* DATA *
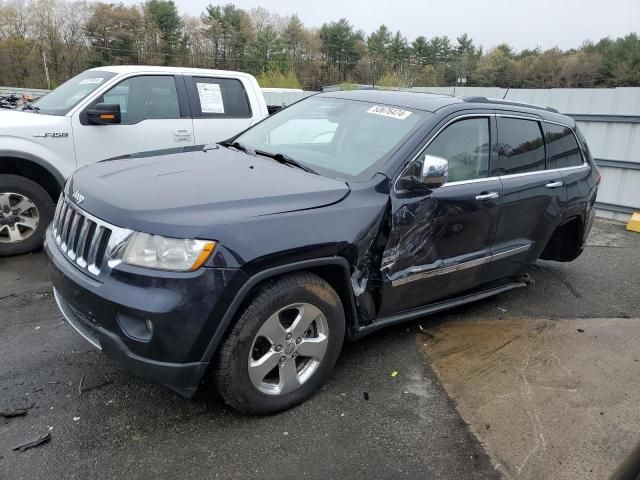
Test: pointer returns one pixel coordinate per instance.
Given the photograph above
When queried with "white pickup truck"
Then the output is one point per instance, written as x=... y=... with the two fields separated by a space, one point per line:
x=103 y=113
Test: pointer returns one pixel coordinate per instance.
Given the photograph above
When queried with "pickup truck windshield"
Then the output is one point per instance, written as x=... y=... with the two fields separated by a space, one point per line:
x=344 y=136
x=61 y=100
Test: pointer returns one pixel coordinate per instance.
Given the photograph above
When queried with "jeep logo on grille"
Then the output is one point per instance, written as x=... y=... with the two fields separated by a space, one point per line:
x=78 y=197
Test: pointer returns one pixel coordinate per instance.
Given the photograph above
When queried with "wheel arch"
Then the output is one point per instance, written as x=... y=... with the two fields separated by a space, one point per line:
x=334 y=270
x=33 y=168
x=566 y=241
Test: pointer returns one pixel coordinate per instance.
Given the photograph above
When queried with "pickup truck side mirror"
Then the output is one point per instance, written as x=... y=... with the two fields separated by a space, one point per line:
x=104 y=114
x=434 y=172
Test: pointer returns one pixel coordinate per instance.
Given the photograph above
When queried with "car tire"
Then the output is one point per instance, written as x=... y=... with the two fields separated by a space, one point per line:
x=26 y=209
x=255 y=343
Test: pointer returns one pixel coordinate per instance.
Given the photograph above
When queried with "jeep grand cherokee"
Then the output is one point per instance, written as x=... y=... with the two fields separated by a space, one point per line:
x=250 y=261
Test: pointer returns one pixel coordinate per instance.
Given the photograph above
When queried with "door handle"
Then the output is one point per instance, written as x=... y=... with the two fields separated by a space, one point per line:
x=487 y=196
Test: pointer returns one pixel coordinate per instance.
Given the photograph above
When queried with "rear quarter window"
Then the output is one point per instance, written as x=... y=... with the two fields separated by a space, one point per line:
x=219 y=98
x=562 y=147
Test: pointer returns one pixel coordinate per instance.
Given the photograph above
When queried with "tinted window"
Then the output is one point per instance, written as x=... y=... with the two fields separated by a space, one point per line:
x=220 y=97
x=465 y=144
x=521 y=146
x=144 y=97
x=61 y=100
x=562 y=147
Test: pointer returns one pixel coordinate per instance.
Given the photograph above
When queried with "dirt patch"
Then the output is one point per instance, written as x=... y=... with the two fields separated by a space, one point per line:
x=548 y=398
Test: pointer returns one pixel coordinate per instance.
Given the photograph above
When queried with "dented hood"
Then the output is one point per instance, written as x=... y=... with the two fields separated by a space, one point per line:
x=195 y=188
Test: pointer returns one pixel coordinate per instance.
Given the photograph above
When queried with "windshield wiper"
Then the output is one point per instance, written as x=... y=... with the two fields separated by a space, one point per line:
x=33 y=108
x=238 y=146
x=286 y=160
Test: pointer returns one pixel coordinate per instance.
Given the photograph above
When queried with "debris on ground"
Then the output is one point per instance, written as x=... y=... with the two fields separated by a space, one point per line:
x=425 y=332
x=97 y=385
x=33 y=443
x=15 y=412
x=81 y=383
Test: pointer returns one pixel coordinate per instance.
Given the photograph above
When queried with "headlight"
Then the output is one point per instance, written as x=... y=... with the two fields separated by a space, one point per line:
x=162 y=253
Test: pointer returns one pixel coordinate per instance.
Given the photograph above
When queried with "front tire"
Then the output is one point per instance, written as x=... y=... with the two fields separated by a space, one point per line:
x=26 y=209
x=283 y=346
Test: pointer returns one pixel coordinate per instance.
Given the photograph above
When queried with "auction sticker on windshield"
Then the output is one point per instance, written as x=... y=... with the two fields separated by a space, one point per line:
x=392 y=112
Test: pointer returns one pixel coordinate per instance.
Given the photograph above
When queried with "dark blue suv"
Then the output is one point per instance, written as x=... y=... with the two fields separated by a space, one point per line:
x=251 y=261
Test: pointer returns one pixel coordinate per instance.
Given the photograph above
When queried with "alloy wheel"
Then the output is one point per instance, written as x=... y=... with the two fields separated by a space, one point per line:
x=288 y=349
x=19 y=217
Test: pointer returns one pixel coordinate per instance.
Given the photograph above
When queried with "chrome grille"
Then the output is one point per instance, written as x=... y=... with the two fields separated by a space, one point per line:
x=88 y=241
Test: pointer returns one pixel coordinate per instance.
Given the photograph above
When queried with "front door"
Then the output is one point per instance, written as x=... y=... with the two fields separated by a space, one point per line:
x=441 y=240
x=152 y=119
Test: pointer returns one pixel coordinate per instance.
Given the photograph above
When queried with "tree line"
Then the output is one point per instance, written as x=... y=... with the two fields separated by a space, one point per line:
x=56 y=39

* WHAT IS BEING ASKED *
From the records, copy every line that has the string "windshield" in it.

* RESULT OF THE TASK *
When queried with "pickup truck windshield"
When queried with "windshield wiper"
When queried with "auction sticker on windshield"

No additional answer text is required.